* [Your goal]: Could you retype, unchanged, the records below from the line containing "A rule for this batch: each instance of the concrete pillar" through the line containing "column 730, row 153", including both of those lines?

* [Dataset rows]:
# # # # #
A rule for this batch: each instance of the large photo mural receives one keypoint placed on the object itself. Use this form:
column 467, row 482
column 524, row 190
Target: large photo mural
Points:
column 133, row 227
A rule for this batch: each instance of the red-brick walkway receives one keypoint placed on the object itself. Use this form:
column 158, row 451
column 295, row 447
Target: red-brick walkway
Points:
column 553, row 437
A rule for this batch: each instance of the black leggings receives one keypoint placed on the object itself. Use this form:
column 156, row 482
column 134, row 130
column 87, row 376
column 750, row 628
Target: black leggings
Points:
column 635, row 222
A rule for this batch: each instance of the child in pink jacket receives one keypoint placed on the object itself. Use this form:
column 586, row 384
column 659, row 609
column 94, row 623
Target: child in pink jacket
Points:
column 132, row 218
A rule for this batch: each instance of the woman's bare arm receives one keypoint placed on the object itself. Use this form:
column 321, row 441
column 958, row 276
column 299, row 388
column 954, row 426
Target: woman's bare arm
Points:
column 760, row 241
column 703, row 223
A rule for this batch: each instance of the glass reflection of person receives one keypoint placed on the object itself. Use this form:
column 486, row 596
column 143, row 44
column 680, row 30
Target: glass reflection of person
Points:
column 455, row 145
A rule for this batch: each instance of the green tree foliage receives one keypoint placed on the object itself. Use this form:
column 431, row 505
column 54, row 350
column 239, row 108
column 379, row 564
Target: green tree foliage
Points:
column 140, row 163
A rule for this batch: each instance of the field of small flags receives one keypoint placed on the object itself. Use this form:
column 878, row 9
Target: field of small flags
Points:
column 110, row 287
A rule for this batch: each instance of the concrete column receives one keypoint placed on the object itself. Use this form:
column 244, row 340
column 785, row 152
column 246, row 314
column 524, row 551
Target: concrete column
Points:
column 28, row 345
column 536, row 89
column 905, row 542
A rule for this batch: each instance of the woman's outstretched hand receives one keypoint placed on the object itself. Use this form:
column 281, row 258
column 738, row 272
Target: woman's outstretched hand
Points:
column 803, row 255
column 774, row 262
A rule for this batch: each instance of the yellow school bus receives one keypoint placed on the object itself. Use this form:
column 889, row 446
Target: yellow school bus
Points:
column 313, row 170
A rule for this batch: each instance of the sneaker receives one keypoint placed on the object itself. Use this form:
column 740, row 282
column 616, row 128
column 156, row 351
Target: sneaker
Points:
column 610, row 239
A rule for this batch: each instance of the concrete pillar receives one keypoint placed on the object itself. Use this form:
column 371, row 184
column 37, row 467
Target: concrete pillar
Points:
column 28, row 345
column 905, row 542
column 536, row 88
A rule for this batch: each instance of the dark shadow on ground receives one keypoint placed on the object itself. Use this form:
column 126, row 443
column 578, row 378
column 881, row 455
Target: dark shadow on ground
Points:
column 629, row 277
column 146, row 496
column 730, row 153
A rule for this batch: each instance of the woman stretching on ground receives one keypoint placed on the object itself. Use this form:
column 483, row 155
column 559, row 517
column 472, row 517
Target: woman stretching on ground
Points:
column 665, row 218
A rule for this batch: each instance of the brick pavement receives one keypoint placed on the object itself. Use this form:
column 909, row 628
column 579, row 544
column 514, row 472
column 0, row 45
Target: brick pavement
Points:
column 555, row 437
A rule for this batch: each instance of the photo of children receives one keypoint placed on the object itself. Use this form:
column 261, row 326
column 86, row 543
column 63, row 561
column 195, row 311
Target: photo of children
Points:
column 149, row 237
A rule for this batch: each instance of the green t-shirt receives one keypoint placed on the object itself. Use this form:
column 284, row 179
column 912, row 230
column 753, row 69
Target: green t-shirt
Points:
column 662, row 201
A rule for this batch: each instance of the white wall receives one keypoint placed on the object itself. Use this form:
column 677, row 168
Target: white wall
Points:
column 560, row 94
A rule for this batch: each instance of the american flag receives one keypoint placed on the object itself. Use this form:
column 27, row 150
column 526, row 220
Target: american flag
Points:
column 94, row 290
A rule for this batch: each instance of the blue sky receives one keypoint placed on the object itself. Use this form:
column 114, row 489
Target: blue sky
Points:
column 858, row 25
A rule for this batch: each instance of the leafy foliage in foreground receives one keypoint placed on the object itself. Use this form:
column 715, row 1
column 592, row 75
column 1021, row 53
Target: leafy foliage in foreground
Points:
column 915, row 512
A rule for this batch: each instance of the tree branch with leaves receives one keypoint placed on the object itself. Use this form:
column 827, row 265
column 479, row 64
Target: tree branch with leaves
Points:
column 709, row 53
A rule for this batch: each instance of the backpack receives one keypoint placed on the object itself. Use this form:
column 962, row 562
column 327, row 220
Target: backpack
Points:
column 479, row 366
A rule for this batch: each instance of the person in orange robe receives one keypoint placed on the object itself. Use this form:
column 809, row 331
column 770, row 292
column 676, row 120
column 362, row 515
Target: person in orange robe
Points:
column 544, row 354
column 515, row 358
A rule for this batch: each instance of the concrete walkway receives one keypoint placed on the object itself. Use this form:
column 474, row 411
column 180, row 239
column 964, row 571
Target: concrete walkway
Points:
# # # # #
* [Task result]:
A rule for this batch: each instance of the concrete pillar receives one keypoint placed on the object itself. Use this form:
column 371, row 184
column 37, row 467
Target: concrete pillar
Points:
column 28, row 345
column 905, row 542
column 536, row 88
A rule for this batch: each instance of the dark shadow on ground receives one keypoint placed on the object itself. Use this form:
column 126, row 443
column 578, row 378
column 881, row 455
Target: dark shadow on ground
Points:
column 629, row 277
column 146, row 496
column 730, row 153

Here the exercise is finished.